DOCUMENT EXCERPT —
This is an exercise from Hatcher's Algebraic Topology book:
Exercise 2.1.13, pg. 132: Verify that $f≃g$ implies $f_∗=g_∗$ for induced homomorphisms of reduced homology groups.
The formal version of the exercise: If $f,g :(X,A) \to (Y,B)$ are homotopic, then $f_* = g_*:H_n(X,A) \to H_n(Y,B)$.
Is there any gap in the sequence of the proof?
Proof: By Theorem 2.10, we know that if two maps $f,g :X \to Y$ are homotopic, then they induce the same homomorphism $f_* = g_*:H_n(X) \to H_n(Y)$.
So, the prism operator $P:C_n(X) \to C_{n+1}(Y)$ satisfying $\partial P +P \partial =g_\# - f_\#$ clearly sends $C_n(A)$ to $C_{n+1}(B)$.
Thus, $P$ gives a natural prism operator on quotients, i.e., $\tilde{P}: C_n(X,A) \to C_{n+1}(Y,B)$ s.t. $\partial P +P \partial =g_\# - f_\#$.
Therefore $f_*=g_*: H_n(X,A) \to H_n(Y,B).$

MATERIAL SHOWN —
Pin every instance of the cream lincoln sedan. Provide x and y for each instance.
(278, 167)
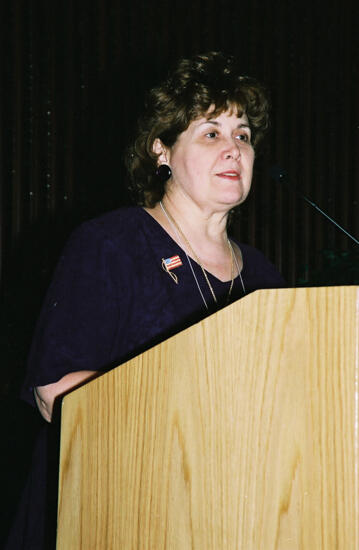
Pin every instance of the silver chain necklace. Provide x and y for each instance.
(177, 231)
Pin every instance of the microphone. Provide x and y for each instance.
(280, 176)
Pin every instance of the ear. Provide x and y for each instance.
(161, 151)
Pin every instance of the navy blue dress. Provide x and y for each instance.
(111, 299)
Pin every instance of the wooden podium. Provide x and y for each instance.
(239, 433)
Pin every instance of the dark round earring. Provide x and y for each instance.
(163, 172)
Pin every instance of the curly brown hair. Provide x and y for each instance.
(195, 85)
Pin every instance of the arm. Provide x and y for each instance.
(46, 395)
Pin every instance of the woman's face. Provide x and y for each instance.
(212, 162)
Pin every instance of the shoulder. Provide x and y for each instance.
(113, 225)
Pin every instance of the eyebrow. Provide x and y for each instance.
(211, 121)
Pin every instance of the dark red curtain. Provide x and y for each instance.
(73, 78)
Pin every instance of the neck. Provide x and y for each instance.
(202, 239)
(200, 226)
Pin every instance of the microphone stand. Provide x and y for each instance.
(280, 176)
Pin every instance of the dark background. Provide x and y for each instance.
(73, 78)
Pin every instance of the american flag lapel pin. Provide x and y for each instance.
(171, 263)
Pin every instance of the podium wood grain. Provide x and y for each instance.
(241, 432)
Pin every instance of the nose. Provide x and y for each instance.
(233, 150)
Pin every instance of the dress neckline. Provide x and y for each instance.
(159, 227)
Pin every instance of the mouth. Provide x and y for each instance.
(230, 175)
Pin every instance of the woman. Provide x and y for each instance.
(135, 276)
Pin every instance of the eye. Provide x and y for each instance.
(212, 134)
(243, 136)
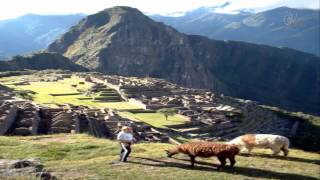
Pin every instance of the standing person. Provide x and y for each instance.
(125, 137)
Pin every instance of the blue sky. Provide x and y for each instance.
(14, 8)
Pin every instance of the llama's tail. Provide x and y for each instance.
(171, 152)
(285, 147)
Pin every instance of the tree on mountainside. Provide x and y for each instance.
(168, 112)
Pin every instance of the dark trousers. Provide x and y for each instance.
(125, 151)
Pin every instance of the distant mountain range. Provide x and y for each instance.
(294, 28)
(39, 61)
(32, 32)
(123, 41)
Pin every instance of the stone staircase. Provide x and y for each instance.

PROBLEMS TO SOLVE —
A. In the post about homotopic maps, on which page of the book does Exercise 2.1.13 appear?
B. Retype the part of the post about homotopic maps between "The formal version" and "of the proof?", inclusive.

ANSWERS TO THE EXERCISE —
A. Page 132.

B.
The formal version of the exercise: If $f,g :(X,A) \to (Y,B)$ are homotopic, then $f_* = g_*:H_n(X,A) \to H_n(Y,B)$.
Is there any gap in the sequence of the proof?